*** Opening Raw data ***

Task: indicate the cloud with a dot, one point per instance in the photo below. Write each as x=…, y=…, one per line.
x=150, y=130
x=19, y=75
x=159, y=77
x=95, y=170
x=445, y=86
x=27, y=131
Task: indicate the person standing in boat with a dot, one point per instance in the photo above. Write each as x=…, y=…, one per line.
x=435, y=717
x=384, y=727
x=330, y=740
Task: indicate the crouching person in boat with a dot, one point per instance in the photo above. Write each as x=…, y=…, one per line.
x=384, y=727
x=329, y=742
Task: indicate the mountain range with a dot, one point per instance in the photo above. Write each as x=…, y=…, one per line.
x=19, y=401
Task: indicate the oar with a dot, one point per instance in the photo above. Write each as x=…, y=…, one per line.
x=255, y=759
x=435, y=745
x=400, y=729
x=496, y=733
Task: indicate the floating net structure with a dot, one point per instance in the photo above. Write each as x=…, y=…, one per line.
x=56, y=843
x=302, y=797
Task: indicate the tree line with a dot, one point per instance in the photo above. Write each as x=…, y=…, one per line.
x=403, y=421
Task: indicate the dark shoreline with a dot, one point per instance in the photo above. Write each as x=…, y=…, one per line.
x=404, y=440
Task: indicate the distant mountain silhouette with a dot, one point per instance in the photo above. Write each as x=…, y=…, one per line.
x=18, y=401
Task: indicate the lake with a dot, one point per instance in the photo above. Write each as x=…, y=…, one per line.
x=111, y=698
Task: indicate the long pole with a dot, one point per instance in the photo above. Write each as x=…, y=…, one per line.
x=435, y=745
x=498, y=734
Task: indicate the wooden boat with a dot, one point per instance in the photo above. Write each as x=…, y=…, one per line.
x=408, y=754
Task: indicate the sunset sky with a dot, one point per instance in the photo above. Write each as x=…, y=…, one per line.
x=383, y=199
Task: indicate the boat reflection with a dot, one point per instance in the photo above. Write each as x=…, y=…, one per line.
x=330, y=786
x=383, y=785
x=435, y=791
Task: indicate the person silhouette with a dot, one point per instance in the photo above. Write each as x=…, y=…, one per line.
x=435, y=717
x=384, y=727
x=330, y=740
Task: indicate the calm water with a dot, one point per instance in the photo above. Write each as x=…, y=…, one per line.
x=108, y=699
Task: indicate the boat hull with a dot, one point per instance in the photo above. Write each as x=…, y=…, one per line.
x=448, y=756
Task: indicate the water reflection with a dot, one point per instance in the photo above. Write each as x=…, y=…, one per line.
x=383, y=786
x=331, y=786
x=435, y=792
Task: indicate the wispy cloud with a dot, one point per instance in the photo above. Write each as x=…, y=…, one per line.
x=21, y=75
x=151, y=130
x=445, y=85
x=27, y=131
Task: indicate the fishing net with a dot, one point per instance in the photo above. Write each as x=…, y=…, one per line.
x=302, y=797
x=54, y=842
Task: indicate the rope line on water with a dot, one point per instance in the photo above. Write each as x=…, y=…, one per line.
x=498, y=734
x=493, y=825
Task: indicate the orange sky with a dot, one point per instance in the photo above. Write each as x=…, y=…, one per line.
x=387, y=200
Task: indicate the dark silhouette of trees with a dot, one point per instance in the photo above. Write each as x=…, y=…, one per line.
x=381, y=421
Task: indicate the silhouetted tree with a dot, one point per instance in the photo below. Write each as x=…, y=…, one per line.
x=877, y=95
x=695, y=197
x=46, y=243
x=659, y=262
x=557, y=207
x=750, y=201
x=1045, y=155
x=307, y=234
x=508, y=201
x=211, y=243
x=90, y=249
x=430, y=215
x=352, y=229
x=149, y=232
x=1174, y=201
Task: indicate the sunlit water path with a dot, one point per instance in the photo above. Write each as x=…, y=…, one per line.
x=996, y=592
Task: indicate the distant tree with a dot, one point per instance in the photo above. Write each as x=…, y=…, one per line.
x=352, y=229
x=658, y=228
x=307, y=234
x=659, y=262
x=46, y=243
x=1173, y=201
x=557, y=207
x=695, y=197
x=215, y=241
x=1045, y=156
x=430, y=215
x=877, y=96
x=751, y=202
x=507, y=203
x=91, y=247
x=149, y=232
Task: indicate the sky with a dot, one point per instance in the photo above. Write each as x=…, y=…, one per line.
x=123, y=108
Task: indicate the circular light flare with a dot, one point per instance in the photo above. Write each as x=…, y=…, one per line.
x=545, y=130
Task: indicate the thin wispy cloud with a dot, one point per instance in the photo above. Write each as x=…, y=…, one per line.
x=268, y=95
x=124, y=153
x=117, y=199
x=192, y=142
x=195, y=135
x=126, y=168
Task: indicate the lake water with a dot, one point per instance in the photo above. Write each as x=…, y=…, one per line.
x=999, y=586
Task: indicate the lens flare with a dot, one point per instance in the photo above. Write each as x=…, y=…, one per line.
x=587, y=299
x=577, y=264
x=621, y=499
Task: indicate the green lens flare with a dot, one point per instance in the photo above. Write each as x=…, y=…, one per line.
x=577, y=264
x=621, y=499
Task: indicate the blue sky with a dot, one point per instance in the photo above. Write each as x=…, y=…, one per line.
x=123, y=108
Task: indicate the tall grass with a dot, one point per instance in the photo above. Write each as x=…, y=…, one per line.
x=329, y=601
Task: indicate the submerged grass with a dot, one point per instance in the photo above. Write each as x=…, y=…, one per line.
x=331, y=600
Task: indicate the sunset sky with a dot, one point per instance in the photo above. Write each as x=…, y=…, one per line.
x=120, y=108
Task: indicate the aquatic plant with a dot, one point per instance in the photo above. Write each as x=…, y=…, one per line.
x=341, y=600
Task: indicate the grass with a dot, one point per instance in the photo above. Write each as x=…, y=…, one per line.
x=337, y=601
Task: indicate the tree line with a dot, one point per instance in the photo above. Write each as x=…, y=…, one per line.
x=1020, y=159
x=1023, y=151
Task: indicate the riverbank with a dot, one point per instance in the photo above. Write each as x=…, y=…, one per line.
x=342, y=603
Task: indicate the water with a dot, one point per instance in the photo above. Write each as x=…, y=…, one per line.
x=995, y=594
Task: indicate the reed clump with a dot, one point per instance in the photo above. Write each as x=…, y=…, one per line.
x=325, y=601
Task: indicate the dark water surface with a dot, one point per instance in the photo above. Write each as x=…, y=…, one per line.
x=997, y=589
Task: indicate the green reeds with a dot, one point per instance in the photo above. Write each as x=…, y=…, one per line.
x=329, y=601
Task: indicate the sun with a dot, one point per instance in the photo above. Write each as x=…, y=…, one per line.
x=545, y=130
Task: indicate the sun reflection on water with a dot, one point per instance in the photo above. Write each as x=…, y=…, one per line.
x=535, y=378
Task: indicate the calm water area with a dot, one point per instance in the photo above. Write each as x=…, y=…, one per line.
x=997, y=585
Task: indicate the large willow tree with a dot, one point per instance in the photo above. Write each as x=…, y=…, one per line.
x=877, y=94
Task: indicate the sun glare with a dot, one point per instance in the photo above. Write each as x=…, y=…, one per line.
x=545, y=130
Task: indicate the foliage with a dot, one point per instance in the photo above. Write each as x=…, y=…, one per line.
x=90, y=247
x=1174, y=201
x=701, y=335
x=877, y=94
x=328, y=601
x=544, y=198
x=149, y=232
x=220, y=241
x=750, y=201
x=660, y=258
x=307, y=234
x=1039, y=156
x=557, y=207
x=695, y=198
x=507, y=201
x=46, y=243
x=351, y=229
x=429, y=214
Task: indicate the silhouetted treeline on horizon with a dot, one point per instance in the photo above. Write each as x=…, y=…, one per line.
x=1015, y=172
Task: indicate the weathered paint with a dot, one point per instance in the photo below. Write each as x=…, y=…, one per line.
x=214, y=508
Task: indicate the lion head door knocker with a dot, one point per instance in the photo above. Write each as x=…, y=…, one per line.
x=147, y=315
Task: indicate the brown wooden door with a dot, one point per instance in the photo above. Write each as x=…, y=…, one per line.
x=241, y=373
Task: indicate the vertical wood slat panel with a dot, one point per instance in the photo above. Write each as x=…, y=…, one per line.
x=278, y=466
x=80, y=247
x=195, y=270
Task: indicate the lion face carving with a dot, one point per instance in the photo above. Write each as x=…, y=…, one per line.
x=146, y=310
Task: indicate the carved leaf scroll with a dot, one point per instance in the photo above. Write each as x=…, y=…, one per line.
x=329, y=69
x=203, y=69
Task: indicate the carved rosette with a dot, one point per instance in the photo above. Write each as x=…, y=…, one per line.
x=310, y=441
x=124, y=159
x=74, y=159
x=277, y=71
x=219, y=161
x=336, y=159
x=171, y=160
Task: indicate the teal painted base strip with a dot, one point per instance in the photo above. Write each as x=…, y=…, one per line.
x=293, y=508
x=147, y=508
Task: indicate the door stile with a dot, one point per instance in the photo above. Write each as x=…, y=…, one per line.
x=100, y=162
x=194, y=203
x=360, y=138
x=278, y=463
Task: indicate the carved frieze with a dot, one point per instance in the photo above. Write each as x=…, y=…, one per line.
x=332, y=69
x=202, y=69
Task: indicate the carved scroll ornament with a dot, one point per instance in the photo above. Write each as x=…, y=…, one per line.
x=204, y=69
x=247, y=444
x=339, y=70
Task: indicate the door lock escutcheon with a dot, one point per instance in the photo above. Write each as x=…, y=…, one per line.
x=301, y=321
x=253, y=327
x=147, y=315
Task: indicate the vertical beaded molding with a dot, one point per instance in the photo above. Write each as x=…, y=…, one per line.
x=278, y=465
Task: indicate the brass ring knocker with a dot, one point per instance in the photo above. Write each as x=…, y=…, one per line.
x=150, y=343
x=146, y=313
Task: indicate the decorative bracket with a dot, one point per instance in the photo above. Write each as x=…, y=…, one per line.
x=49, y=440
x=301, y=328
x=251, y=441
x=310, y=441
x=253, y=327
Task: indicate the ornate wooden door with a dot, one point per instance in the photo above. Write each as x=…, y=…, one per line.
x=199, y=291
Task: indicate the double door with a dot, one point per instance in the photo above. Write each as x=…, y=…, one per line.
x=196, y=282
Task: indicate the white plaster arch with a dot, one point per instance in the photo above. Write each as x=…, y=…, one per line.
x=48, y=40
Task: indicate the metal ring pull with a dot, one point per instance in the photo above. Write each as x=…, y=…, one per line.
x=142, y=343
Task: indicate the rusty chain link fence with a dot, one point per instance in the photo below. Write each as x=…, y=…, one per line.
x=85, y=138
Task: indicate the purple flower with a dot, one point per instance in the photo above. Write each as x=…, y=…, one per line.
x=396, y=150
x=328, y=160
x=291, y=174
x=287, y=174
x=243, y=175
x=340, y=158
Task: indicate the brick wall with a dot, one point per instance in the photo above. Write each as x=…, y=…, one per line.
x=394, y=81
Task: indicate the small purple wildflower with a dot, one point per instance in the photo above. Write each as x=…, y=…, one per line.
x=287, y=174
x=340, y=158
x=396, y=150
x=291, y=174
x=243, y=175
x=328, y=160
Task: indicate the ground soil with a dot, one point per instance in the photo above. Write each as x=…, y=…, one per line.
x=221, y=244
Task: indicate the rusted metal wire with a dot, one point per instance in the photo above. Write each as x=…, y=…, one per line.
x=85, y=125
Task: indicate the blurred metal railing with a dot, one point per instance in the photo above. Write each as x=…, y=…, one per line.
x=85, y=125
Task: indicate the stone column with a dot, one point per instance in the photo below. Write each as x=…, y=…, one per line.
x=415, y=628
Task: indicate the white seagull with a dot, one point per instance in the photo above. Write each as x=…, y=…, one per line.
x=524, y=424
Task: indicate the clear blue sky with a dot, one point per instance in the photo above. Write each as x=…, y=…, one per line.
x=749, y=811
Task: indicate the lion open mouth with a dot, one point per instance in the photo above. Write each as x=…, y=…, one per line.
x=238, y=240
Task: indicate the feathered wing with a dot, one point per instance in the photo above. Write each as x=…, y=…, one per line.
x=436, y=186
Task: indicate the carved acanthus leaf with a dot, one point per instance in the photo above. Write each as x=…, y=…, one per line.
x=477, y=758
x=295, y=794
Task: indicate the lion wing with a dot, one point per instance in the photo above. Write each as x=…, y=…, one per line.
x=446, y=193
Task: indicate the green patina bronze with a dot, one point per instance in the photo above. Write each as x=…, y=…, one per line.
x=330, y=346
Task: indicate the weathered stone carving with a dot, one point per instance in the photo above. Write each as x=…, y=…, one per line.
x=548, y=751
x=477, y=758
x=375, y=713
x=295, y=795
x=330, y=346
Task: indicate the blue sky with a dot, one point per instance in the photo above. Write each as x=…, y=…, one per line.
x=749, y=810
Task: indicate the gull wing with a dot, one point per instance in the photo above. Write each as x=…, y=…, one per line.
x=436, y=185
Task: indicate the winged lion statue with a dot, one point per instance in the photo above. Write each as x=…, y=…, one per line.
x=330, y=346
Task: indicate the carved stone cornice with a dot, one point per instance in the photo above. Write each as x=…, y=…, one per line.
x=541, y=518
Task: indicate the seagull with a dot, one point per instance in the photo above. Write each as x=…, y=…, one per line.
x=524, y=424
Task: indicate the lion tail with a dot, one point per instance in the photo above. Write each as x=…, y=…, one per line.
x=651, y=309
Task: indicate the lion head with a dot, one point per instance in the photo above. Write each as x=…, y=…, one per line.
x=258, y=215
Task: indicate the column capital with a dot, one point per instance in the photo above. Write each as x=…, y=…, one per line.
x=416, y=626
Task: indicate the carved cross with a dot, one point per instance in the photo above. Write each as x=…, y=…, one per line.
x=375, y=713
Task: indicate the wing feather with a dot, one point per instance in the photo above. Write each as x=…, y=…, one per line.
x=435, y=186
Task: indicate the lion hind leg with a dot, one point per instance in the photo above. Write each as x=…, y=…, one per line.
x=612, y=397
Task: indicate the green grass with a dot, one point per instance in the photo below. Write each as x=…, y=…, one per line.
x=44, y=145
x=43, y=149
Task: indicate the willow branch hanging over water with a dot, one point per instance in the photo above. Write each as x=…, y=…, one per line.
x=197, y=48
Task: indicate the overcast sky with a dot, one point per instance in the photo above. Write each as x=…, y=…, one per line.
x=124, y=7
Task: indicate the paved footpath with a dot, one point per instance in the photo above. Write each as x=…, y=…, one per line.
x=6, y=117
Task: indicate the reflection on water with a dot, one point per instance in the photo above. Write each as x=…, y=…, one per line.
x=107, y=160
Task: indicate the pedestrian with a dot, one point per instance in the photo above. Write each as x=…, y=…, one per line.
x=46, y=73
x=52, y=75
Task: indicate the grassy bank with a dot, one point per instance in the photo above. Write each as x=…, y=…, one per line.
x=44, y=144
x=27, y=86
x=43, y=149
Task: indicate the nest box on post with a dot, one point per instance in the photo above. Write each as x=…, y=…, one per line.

*** Closing Raw data ***

Task objective:
Going from the line that contains "Task: indicate the overcast" to the last line of the records, reproduce every line as written.

Exercise response:
Task: indicate the overcast sky with a dot, one point per instance in the photo above. Write each as x=…, y=…, one per line.
x=124, y=7
Task: indicate the paved footpath with a dot, one point per instance in the photo above. Write each as x=…, y=…, one per line.
x=6, y=117
Task: indicate the reflection on water with a dot, one point per instance in the photo above. Write each as x=…, y=…, one per line.
x=107, y=160
Task: indicate the pedestrian with a dot, one point per instance in the photo above. Write each as x=…, y=…, one per line.
x=46, y=73
x=52, y=75
Task: indicate the grassy bank with a dot, one point per instance in the photo above. Write each as x=…, y=…, one per line.
x=44, y=144
x=27, y=86
x=43, y=149
Task: indicate the nest box on post with a dot, one point per instance in the photo above. Write each as x=…, y=…, one per line.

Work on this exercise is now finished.